**Passage to read:**
Of course, it’s the hospitals and insurance companies. They are the ones kicking out against price transparency, and why they are doing this is not hard to see. It is because this current system benefits them. This current system where healthcare is overpriced, this current system where they can be shrouded in secrecy when exploiting consumers, this current system where there is little to no competitive pricing in the healthcare sector. So, of course, they kick out against it.
Under a price transparency system, insurance companies will have to disclose the rates they negotiate with hospitals, medical groups, and other independent providers, and they don’t want that. Why is that exactly? Why don’t they want a system that will benefit the people they claim they are insuring? Because that system will mean less money to their pockets. It is estimated that insurance companies charge over 40 percent of the prices that should actually be paid for a healthcare service. 40%.
It gets worse. In 2016, according to a survey of 40 hospitals by the Pioneer Institute, it was found that the price of an MRI of the knee without contrast varied across different hospitals. It stood at $400 at Huntington Hospital in Los Angeles and a ridiculous $4544 at Montefiore Medical Center in New York City. Just look at that. That is the state of the healthcare sector in America.
If the prices of healthcare services are available beforehand, then it will offer some form of competitive pricing system because people tend to shop for cheaper options. The quality of healthcare does not always correspond to higher prices. This competition is much needed in the healthcare sector that is slowly transforming into a monopolistic system in many areas.
It can also help to reduce operating costs. If workers in a hospital are fully aware of the costs involved in managing their various departments, they can make smarter financial decisions. See it this way. It will be easier for an operating room workforce to lower the costs of maintaining an
operating room when they know what individual resources in the operating room cost, as compared to when they have no idea of the cost of individual resources.

**Assignment 1:** In the passage on healthcare price transparency, update the part from "It gets worse." to "sector in America.", replacing "survey" with "study".
**Assignment 2:**
Answer these questions using the passage on healthcare price transparency.
(a) According to the passage, which parties are kicking out against price transparency?
(b) By how much do insurance companies reportedly overcharge for a healthcare service?
(c) What did a knee MRI without contrast cost at Montefiore Medical Center in New York City?
**Assignment 3:** Continue the passage on healthcare price transparency from its final sentence.

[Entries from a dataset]
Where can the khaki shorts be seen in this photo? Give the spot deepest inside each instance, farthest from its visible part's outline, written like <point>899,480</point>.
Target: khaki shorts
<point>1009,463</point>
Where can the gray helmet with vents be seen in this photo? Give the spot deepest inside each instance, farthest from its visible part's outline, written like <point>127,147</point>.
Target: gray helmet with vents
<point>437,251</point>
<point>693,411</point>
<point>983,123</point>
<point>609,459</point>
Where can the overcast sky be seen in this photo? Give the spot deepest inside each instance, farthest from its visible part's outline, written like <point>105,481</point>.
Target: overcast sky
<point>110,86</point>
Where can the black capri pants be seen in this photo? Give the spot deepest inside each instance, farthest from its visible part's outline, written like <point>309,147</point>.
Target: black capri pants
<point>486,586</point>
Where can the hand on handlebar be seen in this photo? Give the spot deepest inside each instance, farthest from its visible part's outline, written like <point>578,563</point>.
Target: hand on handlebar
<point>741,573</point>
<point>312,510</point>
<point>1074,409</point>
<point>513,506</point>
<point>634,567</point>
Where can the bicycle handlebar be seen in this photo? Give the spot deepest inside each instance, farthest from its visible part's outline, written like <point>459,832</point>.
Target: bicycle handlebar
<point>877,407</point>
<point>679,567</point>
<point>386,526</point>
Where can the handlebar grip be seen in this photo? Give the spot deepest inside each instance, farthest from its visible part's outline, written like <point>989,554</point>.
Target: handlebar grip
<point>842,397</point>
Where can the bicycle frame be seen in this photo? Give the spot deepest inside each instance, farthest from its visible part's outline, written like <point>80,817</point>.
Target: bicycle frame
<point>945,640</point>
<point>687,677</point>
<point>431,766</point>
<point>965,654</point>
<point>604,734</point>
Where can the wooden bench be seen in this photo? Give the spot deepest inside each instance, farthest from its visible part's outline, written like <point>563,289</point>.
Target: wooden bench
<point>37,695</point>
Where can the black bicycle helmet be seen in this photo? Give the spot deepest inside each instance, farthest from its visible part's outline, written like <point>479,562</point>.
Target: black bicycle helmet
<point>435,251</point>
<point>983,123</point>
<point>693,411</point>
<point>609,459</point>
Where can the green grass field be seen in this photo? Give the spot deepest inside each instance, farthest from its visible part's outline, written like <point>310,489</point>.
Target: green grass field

**Exercise result 1:**
It gets worse. In 2016, according to a study of 40 hospitals by the Pioneer Institute, it was found that the price of an MRI of the knee without contrast varied across different hospitals. It stood at $400 at Huntington Hospital in Los Angeles and a ridiculous $4544 at Montefiore Medical Center in New York City. Just look at that. That is the state of the healthcare sector in America.

**Exercise result 2:**
(a) Hospitals and insurance companies.
(b) Over 40 percent of the prices that should actually be paid.
(c) $4544.

**Exercise result 3:**
It is truly saddening that the healthcare sector of the United States has drifted away from producing quality healthcare to just making money. Many providers don’t run their hospitals like hospitals; they run them like business ventures. And what at what cost? The health of Americans.
Am I disappointed? Yes, very much. Am I surprised? Not in the slightest. It is what the state of the healthcare sector has fallen to in the United States. Many times, we keep asking ourselves why our healthcare sector isn’t getting better, why prices just seem to always be on the rise, and the answer is usually right in front of us. The people that are concerned with administering this healthcare see it as a money-making scheme.
Well, there is some good news, at least. The Trump Administration is seeking to pass out a Price Transparency Act that will be effective from January 2021. Then there’s more bad news. Not long after news of this Act broke out, major hospitals and insurance companies threatened litigation. This implies that it may be several years before this Act becomes relevant, that is if it becomes relevant at all.
You know, the more I think of it, the more angered I become. Isn’t it only right for patients to know the full prices of the services they are paying for? Many people say that price transparency may, in fact, lead to increased prices, but that is just baseless. There is not one sector in the United States that has higher prices because they release pricing information. Not one. So, what then is the debate about?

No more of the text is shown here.